PASSAGE FOR REVIEW |
/---
Amal Al-Jubouri (أمل الجبوري; born 1967) is an Iraqi writer, poet, translator, journalist and publisher.

==Biography==
Al-Jubouri was born in Baghdad in 1967. When she was 19, al-Jubouri's first anthology Wine from Wounds was published. After a dissenting article she wrote came to the notice of Saddam Hussein, al-Jubouri was interrogated and put under surveillance. She fled Iraq and took political asylum in Germany in 1998. She continued writing her poems in Germany, translated German ones into Arabic language and brought out a periodical Diwan. For a brief period, she also served as the cultural counselor for the Yemeni embassy in Berlin.
\---
Recorded data |
/---
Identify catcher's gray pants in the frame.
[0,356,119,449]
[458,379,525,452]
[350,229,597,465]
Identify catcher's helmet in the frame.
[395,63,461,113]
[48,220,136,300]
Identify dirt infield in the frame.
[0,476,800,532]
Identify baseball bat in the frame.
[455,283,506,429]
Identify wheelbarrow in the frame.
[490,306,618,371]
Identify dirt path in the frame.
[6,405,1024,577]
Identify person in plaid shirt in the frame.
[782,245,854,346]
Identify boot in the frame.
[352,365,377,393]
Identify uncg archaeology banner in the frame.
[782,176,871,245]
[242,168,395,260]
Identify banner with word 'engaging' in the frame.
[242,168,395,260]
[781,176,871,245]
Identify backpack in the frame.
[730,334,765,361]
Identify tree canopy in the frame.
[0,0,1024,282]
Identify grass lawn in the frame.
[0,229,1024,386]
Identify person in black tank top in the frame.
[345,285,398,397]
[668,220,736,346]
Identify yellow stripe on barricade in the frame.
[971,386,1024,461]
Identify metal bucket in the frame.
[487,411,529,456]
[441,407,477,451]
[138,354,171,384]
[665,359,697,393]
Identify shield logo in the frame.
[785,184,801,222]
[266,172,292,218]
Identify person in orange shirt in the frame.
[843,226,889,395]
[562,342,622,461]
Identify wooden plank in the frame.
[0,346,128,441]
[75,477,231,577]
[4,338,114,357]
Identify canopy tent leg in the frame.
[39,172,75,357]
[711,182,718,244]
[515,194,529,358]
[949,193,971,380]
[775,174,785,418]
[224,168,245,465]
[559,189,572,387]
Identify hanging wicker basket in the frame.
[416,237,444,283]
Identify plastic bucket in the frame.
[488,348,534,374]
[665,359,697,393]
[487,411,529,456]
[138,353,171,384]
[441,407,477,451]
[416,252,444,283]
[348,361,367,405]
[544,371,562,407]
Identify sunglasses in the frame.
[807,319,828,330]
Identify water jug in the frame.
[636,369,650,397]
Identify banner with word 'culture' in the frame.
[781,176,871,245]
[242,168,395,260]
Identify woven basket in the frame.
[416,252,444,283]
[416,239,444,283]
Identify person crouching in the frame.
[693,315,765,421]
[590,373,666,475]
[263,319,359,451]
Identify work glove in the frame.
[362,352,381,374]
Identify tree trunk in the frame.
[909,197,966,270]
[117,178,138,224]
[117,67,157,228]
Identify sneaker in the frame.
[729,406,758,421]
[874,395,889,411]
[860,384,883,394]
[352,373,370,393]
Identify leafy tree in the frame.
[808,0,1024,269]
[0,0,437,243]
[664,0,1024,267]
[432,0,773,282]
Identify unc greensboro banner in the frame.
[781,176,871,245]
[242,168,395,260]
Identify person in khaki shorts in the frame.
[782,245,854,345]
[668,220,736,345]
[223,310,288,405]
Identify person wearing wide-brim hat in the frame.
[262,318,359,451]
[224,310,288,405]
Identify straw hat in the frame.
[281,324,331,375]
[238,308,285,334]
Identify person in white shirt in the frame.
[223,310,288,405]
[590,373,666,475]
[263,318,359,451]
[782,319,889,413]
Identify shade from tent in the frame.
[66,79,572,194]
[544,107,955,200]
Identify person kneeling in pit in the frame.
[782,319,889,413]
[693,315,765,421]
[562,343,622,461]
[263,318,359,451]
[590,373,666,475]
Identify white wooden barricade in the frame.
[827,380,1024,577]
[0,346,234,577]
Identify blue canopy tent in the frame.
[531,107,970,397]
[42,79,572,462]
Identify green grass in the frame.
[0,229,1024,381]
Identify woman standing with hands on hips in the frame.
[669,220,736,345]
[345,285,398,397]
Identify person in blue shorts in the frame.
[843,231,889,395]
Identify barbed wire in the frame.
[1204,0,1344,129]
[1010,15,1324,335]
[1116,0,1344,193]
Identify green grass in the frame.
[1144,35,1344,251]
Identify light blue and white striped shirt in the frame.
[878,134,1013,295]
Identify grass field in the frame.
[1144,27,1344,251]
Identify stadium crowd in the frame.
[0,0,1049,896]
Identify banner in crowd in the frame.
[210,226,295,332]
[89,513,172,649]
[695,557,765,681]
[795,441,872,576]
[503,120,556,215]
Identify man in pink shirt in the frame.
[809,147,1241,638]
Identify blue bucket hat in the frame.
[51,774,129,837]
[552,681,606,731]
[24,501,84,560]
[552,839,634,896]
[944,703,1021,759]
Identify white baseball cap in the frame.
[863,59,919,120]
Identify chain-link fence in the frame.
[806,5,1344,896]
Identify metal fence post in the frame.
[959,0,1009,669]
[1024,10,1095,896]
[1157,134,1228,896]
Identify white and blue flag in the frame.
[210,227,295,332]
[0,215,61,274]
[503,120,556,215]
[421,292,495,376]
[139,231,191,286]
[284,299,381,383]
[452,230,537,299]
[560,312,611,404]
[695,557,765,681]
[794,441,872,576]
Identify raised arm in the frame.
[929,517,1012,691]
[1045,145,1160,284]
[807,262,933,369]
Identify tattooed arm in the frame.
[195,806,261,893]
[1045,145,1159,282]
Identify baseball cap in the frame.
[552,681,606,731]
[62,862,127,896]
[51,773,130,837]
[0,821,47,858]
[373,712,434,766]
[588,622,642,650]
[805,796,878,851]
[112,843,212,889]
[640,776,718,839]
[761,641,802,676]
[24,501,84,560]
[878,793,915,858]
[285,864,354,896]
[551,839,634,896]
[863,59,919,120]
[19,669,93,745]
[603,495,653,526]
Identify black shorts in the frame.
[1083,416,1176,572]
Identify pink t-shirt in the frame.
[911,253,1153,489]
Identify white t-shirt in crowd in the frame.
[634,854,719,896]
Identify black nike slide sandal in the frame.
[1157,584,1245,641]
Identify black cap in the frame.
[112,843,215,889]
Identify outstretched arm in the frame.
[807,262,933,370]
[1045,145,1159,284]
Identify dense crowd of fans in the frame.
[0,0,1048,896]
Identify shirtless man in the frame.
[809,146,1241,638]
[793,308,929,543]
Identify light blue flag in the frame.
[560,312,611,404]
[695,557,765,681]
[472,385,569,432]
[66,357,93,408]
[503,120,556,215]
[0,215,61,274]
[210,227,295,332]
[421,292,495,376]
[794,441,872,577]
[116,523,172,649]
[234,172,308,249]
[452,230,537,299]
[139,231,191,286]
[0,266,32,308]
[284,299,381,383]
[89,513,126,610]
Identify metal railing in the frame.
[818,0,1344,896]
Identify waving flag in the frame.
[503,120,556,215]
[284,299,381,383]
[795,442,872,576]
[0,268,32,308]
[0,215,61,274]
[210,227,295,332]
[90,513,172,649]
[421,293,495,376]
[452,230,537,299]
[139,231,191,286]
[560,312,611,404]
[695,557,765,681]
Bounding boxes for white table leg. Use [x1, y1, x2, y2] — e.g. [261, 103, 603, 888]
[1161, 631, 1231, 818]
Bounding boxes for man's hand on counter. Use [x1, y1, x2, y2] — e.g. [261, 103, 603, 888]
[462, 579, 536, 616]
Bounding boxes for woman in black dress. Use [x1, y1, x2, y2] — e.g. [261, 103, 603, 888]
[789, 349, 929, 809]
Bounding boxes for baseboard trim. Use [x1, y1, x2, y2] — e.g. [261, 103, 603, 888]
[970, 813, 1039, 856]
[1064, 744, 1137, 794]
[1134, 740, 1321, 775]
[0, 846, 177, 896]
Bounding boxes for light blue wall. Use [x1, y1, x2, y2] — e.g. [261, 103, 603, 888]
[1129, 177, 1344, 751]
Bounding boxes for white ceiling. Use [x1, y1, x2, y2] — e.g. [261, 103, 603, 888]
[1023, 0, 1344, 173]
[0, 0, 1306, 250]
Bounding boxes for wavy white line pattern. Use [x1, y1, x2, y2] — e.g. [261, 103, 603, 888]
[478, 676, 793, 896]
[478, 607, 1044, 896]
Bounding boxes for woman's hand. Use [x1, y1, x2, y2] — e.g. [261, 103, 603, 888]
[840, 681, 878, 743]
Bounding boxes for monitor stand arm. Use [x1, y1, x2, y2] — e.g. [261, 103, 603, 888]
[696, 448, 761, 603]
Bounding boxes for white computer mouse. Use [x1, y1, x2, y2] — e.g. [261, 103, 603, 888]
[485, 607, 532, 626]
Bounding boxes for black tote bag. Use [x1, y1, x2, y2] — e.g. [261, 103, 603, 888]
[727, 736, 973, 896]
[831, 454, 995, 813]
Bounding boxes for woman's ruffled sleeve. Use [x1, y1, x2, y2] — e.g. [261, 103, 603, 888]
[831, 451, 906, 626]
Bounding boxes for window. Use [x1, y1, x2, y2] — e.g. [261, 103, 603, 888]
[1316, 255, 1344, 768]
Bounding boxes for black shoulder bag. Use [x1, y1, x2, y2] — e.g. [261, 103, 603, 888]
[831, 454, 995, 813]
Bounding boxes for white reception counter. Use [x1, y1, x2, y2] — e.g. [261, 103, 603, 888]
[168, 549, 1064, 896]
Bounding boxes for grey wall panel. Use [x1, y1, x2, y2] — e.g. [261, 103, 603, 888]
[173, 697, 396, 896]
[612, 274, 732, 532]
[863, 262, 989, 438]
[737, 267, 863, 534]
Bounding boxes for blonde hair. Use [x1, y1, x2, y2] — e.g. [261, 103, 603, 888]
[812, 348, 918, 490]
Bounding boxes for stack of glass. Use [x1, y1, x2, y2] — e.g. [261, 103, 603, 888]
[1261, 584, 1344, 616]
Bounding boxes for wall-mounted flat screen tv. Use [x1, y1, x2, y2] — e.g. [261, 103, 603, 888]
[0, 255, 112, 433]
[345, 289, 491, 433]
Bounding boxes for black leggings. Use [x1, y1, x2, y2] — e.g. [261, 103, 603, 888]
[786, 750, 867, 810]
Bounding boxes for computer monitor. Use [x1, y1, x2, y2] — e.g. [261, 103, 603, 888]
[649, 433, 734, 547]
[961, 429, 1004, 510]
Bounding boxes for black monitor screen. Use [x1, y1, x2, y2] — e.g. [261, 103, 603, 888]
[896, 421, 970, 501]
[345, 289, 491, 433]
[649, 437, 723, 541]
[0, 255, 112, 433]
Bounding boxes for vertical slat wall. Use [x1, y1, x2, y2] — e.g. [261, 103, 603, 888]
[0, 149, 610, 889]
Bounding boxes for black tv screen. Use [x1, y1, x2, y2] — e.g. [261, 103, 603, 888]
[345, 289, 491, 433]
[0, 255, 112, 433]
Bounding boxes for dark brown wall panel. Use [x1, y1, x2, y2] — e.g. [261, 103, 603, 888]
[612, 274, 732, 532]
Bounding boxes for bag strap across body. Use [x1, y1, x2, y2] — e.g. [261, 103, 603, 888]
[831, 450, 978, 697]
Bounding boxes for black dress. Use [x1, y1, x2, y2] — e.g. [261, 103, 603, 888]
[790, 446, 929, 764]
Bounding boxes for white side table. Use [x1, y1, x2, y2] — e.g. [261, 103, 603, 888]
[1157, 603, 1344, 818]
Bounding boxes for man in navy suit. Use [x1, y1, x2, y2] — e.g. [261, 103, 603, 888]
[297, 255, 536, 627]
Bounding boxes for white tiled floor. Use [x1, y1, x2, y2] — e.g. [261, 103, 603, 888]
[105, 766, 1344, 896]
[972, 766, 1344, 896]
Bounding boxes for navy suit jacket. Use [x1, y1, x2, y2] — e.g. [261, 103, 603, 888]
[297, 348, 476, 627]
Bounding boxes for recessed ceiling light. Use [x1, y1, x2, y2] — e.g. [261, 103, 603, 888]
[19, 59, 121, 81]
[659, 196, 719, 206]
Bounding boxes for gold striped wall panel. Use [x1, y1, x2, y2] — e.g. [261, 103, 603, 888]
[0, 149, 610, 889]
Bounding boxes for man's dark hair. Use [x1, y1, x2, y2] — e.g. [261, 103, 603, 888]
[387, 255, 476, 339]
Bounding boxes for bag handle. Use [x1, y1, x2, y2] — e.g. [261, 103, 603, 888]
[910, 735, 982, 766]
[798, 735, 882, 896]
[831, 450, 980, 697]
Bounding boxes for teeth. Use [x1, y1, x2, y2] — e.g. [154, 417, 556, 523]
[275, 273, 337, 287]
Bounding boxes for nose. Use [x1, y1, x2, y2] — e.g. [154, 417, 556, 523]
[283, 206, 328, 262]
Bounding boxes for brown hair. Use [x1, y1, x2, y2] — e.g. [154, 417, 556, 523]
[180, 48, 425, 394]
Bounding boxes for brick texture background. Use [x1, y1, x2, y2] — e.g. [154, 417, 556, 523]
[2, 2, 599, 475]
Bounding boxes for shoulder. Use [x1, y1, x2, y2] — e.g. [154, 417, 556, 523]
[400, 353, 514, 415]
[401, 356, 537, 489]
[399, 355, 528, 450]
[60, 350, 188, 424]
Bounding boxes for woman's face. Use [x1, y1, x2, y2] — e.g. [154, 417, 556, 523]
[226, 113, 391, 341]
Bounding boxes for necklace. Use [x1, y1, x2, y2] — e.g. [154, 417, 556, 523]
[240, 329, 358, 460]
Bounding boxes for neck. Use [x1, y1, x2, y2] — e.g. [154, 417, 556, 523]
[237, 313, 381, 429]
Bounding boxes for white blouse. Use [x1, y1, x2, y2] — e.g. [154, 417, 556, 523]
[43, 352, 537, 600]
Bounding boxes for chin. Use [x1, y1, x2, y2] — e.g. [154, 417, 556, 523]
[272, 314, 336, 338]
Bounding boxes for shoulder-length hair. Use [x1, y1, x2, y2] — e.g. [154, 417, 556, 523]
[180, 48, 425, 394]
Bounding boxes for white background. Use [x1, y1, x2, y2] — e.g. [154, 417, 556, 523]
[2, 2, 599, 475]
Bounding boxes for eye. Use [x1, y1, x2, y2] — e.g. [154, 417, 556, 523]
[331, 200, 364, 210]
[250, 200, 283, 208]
\---
PROBLEM 1 |
In the passage about Amal Al-Jubouri, what is the title of her first anthology?
PROBLEM 2 |
Proceed with the passage about Amal Al-Jubouri, picking up after its last sentence.

EXERCISE OUTPUT 1 |
Wine from Wounds

EXERCISE OUTPUT 2 |
Her poetry collection Eheduanna, the Priestess of Exile (1999), won the Best Arabic Book Award at a Lebanese book fair. So Much Euphrates Between Us, another volume of her poems was published in 2003. The same year, she returned to Iraq just a few days after the fall of Hussein. In 2011, Hagar Before the Occupation, Hagar After the Occupation, a collection of her Arabic poems translated into English by Rebecca Gayle Howell and Husam Qaisi, was published. It was shortlisted for the 2012 Best Translated Book Award. Library Journal included it in its Best Books of 2011 list.